- WORK INSTRUCTION
Reproduce, word for word, every line starting at the line that contains "Exercise. Point out every instance of the range" and ending with the final line of the entries.

(Stored dataset items)
%%
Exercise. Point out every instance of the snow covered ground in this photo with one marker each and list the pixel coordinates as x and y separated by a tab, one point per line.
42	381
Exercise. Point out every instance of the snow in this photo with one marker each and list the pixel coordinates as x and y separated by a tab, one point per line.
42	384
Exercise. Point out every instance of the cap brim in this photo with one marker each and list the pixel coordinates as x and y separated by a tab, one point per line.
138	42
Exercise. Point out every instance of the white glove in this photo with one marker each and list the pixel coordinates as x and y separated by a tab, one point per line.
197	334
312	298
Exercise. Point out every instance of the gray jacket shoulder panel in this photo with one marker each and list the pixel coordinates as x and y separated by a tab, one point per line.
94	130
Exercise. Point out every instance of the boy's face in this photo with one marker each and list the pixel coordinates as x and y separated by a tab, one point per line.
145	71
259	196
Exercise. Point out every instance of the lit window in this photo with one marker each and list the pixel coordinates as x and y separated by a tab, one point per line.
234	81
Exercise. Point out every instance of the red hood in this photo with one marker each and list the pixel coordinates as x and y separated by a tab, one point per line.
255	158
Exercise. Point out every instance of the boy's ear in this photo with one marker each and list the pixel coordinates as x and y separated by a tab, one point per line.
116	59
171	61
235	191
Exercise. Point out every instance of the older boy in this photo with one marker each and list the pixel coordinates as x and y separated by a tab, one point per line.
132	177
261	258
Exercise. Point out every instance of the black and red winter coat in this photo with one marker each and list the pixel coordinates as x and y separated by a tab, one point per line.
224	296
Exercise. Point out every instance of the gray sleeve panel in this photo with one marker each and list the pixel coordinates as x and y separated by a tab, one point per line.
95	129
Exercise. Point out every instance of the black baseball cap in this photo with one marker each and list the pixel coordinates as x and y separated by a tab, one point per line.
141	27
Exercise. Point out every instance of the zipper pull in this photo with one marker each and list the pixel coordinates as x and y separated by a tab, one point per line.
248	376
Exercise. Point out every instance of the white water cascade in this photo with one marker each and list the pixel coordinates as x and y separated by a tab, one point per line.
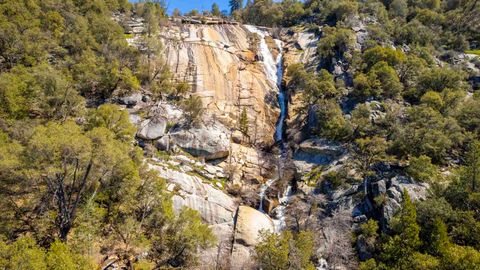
274	70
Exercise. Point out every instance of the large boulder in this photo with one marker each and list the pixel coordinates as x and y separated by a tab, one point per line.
208	142
249	224
152	129
214	206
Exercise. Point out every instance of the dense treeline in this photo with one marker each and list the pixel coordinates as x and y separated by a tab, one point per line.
447	24
395	96
73	185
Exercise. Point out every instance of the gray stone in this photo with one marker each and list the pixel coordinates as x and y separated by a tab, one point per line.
131	100
207	142
152	129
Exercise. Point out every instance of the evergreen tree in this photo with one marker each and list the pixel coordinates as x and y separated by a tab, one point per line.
399	249
439	239
472	169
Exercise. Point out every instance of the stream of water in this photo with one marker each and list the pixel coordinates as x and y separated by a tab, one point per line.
274	70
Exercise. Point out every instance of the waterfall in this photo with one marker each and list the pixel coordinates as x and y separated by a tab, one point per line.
274	71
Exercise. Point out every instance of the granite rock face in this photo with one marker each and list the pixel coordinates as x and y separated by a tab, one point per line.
249	224
219	63
211	142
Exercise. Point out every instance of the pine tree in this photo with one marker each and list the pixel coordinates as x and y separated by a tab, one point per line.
399	249
216	10
472	172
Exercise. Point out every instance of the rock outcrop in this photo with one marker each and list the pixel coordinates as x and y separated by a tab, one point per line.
218	62
209	142
249	223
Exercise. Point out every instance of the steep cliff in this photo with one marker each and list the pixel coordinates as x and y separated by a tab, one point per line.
219	62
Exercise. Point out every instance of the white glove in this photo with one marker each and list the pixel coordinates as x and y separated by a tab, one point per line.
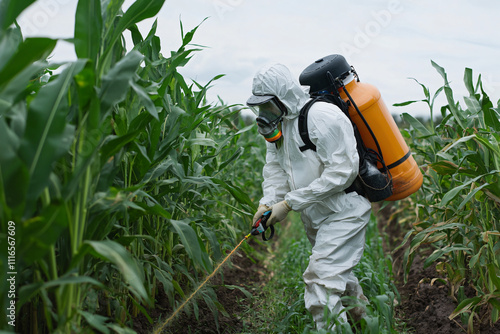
260	211
279	212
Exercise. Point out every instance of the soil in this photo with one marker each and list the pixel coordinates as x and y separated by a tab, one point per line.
240	271
425	304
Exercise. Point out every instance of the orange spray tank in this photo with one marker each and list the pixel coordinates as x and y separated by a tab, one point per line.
369	113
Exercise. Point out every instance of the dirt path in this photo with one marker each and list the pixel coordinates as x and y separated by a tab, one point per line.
240	272
425	303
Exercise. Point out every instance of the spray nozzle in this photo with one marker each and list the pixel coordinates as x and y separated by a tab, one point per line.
260	226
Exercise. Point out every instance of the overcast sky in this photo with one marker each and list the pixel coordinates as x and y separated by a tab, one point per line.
387	41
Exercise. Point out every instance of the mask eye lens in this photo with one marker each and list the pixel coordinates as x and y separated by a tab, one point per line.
270	110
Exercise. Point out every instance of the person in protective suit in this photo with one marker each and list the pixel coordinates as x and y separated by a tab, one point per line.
312	183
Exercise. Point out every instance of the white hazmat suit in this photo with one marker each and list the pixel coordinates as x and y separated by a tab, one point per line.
313	184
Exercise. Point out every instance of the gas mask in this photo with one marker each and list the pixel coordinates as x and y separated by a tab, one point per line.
269	111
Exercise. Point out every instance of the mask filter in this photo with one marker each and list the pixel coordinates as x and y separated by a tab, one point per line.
270	130
269	111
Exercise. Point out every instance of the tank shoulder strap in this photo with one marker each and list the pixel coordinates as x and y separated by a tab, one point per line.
303	130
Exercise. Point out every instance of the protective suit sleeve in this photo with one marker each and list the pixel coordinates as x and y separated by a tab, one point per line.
332	133
275	185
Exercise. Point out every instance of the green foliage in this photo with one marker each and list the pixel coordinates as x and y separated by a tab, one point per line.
282	308
120	178
460	197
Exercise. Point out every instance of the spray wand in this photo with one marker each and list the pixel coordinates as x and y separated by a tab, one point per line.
259	227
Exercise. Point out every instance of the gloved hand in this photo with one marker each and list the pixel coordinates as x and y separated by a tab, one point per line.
279	212
260	211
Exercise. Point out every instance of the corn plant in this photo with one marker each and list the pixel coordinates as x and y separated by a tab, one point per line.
119	176
460	197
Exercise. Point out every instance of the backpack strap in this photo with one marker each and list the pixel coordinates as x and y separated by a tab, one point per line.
303	130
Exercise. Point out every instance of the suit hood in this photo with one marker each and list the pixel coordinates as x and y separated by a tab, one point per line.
277	80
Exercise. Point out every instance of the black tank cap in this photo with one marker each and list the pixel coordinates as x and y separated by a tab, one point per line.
315	75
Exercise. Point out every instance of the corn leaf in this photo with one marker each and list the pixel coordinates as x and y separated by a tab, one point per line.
10	10
189	239
50	136
31	50
88	29
120	257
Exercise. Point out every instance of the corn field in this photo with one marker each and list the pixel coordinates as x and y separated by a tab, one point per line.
457	209
118	176
118	181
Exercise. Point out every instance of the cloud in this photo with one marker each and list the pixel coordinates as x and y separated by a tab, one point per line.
386	40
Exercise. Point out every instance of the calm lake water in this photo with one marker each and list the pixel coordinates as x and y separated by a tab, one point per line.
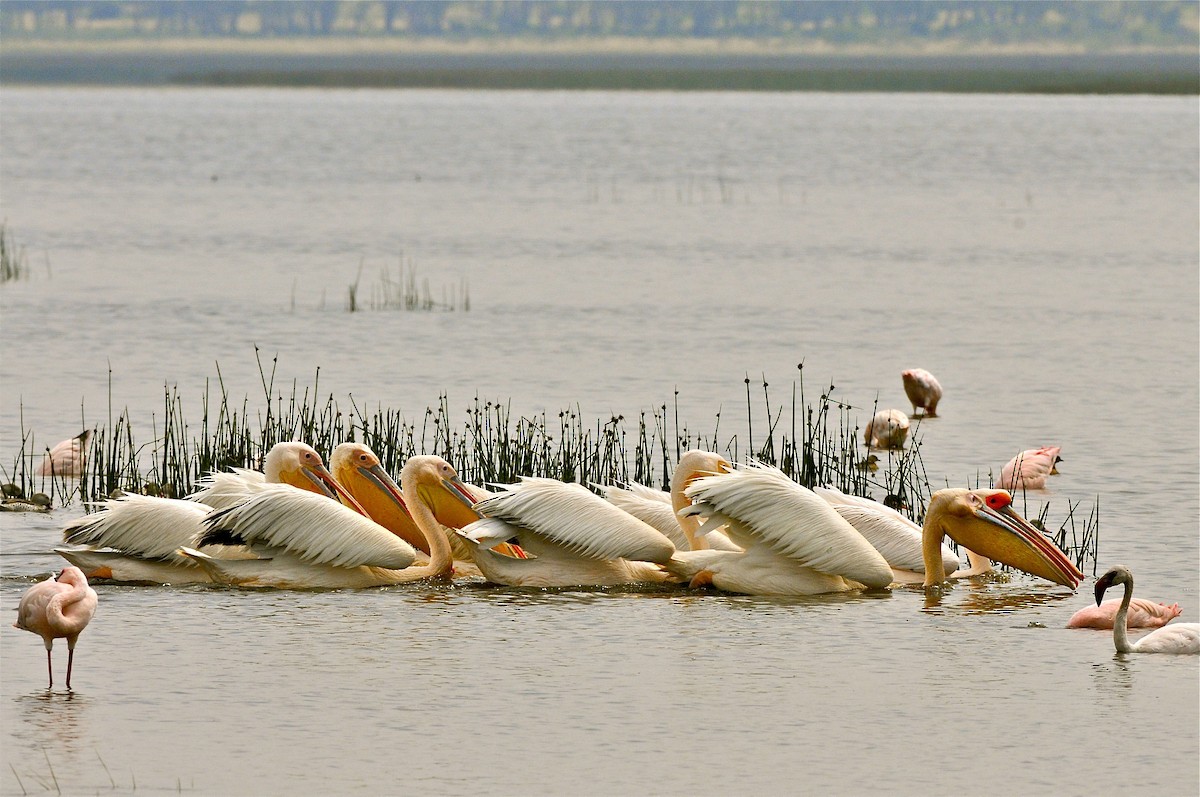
1039	255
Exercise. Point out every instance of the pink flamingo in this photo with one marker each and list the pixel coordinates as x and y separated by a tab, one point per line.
923	390
1030	468
1141	613
58	607
66	459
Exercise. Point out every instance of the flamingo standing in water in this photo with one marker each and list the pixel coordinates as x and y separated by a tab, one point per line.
69	457
1030	468
59	607
1175	637
923	390
887	430
305	543
136	538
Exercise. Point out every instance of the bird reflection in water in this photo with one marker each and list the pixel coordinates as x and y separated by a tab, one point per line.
983	599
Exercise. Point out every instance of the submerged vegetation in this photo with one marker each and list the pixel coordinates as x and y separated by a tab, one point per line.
814	441
402	291
13	263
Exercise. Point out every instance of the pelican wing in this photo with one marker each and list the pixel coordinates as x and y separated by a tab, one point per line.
139	526
761	504
579	520
652	507
897	538
225	490
311	526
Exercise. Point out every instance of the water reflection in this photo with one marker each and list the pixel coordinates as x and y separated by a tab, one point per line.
54	720
985	599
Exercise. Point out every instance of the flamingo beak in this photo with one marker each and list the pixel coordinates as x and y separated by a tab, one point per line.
329	486
377	475
1024	547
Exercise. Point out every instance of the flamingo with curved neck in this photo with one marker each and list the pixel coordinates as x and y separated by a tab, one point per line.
1173	637
59	607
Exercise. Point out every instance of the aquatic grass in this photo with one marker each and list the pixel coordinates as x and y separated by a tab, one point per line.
815	442
13	263
405	292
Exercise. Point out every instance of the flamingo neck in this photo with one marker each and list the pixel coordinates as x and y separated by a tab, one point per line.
1120	628
441	556
689	525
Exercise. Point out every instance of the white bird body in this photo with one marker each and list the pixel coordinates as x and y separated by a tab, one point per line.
306	543
795	543
1030	468
923	390
225	490
897	538
69	457
59	607
1180	639
573	538
653	508
887	430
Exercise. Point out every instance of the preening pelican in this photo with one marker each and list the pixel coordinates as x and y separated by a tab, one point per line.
1140	613
984	522
795	543
1030	468
887	430
357	468
923	390
300	540
69	457
59	607
657	508
897	538
292	462
137	538
568	537
1174	637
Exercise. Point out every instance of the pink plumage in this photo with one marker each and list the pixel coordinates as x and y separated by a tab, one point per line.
1143	613
1030	468
59	607
67	459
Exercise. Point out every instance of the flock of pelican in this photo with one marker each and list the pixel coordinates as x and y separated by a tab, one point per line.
745	528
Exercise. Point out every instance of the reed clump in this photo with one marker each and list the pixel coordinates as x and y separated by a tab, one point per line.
403	291
13	262
814	441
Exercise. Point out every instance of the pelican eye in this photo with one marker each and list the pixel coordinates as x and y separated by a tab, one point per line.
999	499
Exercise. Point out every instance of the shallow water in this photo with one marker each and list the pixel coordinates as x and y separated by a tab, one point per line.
1037	253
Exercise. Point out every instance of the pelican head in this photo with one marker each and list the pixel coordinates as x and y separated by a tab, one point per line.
438	485
1115	575
358	469
984	521
299	465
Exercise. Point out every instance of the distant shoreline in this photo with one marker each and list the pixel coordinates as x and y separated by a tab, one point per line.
591	64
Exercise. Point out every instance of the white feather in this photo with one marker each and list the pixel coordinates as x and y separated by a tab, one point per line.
762	504
313	527
579	520
141	526
897	538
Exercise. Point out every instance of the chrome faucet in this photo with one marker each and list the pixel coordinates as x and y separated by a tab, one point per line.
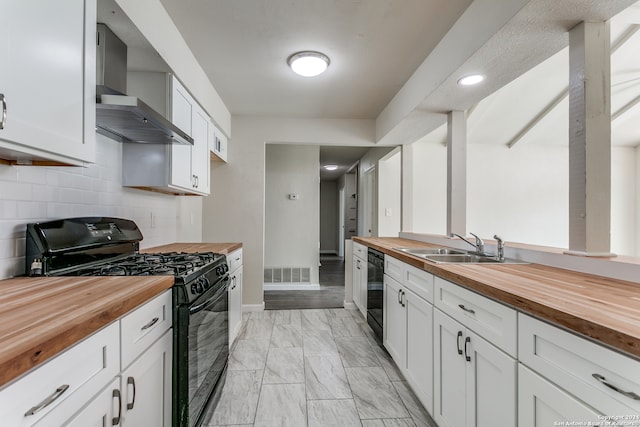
478	246
500	247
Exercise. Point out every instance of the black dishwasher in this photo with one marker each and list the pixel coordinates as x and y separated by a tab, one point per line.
375	274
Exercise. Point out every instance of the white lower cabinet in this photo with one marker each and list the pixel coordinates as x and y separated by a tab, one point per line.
542	404
88	384
234	260
407	326
475	382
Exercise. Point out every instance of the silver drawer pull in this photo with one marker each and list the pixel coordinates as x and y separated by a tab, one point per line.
150	324
48	401
468	310
3	121
604	381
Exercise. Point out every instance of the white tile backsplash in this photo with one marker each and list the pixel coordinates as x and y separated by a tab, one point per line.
34	193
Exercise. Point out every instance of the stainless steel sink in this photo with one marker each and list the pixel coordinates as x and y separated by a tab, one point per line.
470	259
422	252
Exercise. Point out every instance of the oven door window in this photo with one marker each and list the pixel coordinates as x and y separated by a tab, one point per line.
208	347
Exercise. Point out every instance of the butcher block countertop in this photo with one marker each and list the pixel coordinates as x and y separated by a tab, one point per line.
604	309
221	248
42	316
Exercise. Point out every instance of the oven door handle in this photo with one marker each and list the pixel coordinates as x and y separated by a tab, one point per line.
196	308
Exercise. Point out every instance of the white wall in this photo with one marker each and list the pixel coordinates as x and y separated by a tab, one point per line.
292	227
234	212
31	194
519	193
329	216
389	194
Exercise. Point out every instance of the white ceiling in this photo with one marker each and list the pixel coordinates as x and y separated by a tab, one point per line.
397	61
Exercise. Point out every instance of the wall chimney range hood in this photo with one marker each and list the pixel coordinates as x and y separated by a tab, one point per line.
121	117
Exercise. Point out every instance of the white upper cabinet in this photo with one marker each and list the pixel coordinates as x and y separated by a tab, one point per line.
169	168
47	81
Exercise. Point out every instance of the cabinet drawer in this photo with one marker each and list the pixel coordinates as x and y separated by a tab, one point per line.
394	268
419	281
143	326
74	375
234	259
360	250
580	366
491	320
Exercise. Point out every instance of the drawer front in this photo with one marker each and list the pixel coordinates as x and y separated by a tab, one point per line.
143	326
71	377
360	250
493	321
419	281
234	259
581	367
394	268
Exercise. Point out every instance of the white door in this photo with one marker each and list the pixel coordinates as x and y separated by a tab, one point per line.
419	371
370	203
450	372
394	324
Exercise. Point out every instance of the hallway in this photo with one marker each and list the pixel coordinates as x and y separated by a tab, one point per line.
330	294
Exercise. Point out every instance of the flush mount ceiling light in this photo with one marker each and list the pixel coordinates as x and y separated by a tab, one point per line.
308	63
470	80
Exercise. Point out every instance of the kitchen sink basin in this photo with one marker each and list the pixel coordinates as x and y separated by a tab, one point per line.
423	252
469	259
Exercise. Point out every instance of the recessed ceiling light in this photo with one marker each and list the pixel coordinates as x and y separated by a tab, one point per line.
471	80
308	63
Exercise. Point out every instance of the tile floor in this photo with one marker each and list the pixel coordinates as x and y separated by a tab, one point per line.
316	367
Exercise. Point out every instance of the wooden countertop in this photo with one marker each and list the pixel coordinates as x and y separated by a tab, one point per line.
604	309
40	317
221	248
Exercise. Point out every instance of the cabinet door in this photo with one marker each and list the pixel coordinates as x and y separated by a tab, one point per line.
181	115
542	404
235	305
394	326
491	384
200	151
102	409
356	280
419	372
449	372
146	386
47	78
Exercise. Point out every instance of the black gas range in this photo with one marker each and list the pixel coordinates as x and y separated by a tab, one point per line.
103	246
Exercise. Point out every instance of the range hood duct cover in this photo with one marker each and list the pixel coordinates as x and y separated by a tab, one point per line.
121	117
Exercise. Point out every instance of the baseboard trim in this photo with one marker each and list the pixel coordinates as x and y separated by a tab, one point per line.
253	307
291	287
349	305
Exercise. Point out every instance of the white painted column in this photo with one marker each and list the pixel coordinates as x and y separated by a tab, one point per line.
407	187
590	140
457	173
%%
- TASK ANSWER
Exercise. Point out every instance of the range hood duct cover in this photo with one marker each and list the pixel coordinates as x and y separated by a tab, one point per line.
121	117
Exercise. Point out every instance of the baseboard trim in this photo with one marker each and list the pixel coordinates as x and y separated by a tab, one point per line.
253	307
291	287
349	305
Exercise. Point out every instance of the white painted column in this photo with one marker each and list the pixel coordinates as x and y separated by a tab, one point per line.
407	187
590	140
457	173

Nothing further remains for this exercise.